▶ [REQUIREMENTS]: Rewrite all of the entries below, swapping every "keypoint" for "marker" and leaving everything else unchanged. Omit the pictures from your copy.
— Start of ITEMS —
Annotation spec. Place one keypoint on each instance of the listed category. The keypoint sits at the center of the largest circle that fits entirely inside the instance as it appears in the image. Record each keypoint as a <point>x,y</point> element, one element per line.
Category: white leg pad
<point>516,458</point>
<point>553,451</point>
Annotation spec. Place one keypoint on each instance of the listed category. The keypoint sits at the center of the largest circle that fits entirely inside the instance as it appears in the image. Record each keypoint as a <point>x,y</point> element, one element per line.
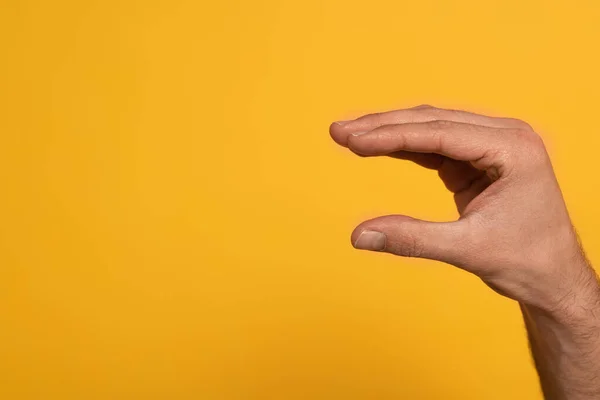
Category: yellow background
<point>175,219</point>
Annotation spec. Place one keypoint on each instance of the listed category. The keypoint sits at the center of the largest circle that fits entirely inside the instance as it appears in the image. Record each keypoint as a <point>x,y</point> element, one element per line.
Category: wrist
<point>577,304</point>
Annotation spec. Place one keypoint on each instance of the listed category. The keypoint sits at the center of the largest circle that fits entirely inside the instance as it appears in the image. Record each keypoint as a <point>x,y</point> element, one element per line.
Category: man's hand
<point>514,231</point>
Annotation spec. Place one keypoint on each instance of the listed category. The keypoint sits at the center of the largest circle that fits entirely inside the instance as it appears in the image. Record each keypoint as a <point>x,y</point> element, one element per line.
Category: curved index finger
<point>484,147</point>
<point>340,130</point>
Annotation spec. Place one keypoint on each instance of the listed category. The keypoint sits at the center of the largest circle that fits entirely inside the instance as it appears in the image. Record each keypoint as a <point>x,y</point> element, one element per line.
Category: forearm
<point>565,345</point>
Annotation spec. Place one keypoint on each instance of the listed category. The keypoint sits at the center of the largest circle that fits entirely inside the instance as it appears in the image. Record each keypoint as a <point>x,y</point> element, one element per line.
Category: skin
<point>514,231</point>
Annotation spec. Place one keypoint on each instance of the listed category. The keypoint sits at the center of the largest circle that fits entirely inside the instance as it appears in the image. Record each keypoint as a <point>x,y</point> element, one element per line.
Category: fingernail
<point>342,123</point>
<point>370,240</point>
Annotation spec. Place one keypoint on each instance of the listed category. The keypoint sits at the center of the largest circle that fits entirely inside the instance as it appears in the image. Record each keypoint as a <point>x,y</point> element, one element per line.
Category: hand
<point>514,231</point>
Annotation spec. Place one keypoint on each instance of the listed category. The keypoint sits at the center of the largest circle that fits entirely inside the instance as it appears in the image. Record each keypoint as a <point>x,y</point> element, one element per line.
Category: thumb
<point>409,237</point>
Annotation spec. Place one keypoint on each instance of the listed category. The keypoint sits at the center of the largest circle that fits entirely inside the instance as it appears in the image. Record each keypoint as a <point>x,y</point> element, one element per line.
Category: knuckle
<point>519,124</point>
<point>440,124</point>
<point>423,107</point>
<point>412,246</point>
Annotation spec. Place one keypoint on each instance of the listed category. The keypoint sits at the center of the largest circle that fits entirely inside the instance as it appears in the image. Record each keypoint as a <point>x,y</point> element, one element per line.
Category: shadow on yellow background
<point>175,219</point>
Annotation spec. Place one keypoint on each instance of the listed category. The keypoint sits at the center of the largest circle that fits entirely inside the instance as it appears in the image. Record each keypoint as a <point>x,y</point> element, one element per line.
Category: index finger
<point>484,147</point>
<point>340,130</point>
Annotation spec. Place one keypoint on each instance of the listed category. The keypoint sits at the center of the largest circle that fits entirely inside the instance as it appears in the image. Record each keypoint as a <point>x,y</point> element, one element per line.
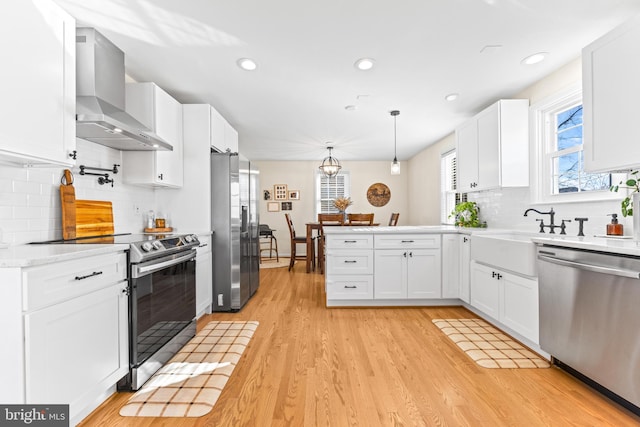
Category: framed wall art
<point>280,192</point>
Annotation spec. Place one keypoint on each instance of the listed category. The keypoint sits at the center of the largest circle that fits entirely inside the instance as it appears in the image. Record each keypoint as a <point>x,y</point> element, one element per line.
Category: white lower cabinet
<point>412,271</point>
<point>349,268</point>
<point>204,276</point>
<point>69,332</point>
<point>507,298</point>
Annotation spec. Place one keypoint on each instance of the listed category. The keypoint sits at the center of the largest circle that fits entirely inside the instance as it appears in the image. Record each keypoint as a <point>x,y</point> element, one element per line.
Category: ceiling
<point>293,104</point>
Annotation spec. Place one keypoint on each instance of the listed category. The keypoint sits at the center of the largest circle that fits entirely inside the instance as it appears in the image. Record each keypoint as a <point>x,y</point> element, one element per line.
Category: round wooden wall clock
<point>378,194</point>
— End of ITEMS —
▶ [RIGHT ANSWER]:
Annotation spec. Place one marker on each instance of the listed category. The marker sits at the center of the largest circle that fits entirely inside the instance as it appears in the image. Record each marker as a <point>x,y</point> element, one element per line.
Category: white leg pad
<point>516,458</point>
<point>553,451</point>
Annotation spec. Place one marker on each instance of the listed category. The marker sits at the center of the largest circle that fits entirely inside the instance as it appears in the image. Record each marker as a <point>x,y</point> element, one element per line.
Category: yellow background
<point>175,219</point>
Annotation spec. Place one marker on each instance of the listed category. The marker sits at the center of the largest circle that fits entirely inside the instance as it appears in the image. Record each marker as a <point>x,y</point> element, one element per line.
Category: wrist
<point>577,304</point>
Annotation spec. Place one marker on each instance of the listed category. The marker sits at the center of the largest circle that fits entirely inside the instance as it appears in the image. Record each marker as a <point>x,y</point> element, one element per line.
Category: man's hand
<point>514,231</point>
Annotation spec. Place one marker on each instance of the listed category. The marker sits at the center of the largest circle that fits entirely inside the instance as it appears in the image. Record each marker as a <point>x,y</point> element, one element per line.
Category: curved index finger
<point>484,147</point>
<point>340,130</point>
Annotation spec. Place one marker on each instance of the listed category. The marker sits at the center of the largest circle that fits entirely inside the instance as it appears in the image. Record each marker as a <point>x,y</point> element, one element per line.
Category: forearm
<point>565,345</point>
Annotation spec. Place one marker on each instance of the listed category. The marker sits at the center of the largest circle that fits entirely inside the instance as it appears in the image. Record each marker as a <point>x,y</point> element, one element per line.
Category: skin
<point>514,231</point>
Annotation spec. Place one marker on each instance of the listed category. The marker sits at the center of the largest circle that fits entirely inside the instance as it appears in the image. Record each marker as a <point>x,y</point> element, one element per line.
Category: fingernail
<point>342,123</point>
<point>370,240</point>
Annotation spec. Place one marker on each instance of the listed category. The marker sits at the center of the largest circle that fits entirely inside the instance as it appears in the image. Record each marker as a <point>x,y</point> element, one element per line.
Category: hand
<point>514,231</point>
Annotation spec. Place one marker on each instance of the listed category. The marker sits at the center of the largest circle that fits entirely inside the instance as it appears in the image. Record each marker as a <point>x,y</point> element, one element per line.
Category: thumb
<point>409,237</point>
Annotation spec. Place one marker on each instance of the listed category. The marker sits at the center of the largest circle that fits entirely inside the instance as it appears in the image. Record each marker as a <point>x,y</point> element, one element per line.
Category: knuckle
<point>519,124</point>
<point>440,124</point>
<point>423,107</point>
<point>412,246</point>
Annotation spec. Place one marker on each instance of the listed category. The marker sits at the center of the largest circle that fits entirely inside the instance as it appears in the image. Record each marker as a <point>x,y</point> element, one element per line.
Category: shadow on yellow background
<point>175,219</point>
Annotation spec. Place one marker on each instance of the listed category. The marker sits at the center of the largest circle that fits entirely inside the instance as it appears in the image. Record each marker as a <point>x,y</point> element, one element per line.
Category: index finger
<point>484,147</point>
<point>340,130</point>
Annotation spec. Place one marker on each instance of the listed category. The marker sits at the center of the largest circle that fits entirely inside the instance as it appears in the image. Record each marker as a <point>x,y</point> element, one element per line.
Category: framed wall art
<point>280,192</point>
Annotation spec. Place one marker on each instance of the listed category. The marker sits at the center of the largest circle that fits entirely inside the instance as it appears in the image. Record each marker as a <point>x,y</point> element, one element per line.
Category: white lower cabinet
<point>412,271</point>
<point>349,268</point>
<point>204,276</point>
<point>69,332</point>
<point>507,298</point>
Annotation spec. Place one marker on each instance of the listed category. The marker sits at the center of the largest circle that fits entirely inside the instance as it appears in the image. Record each marker as a <point>x,y</point> element, one element per line.
Category: ceiling
<point>293,104</point>
Annotation spec. Place one marker on each instance of the listed category. The marker sits at the center of the largest circle that fits entirely inside the instance as it appears in the image. Record each marker as a <point>x,y</point> element, one element per line.
Category: round wooden wall clock
<point>378,194</point>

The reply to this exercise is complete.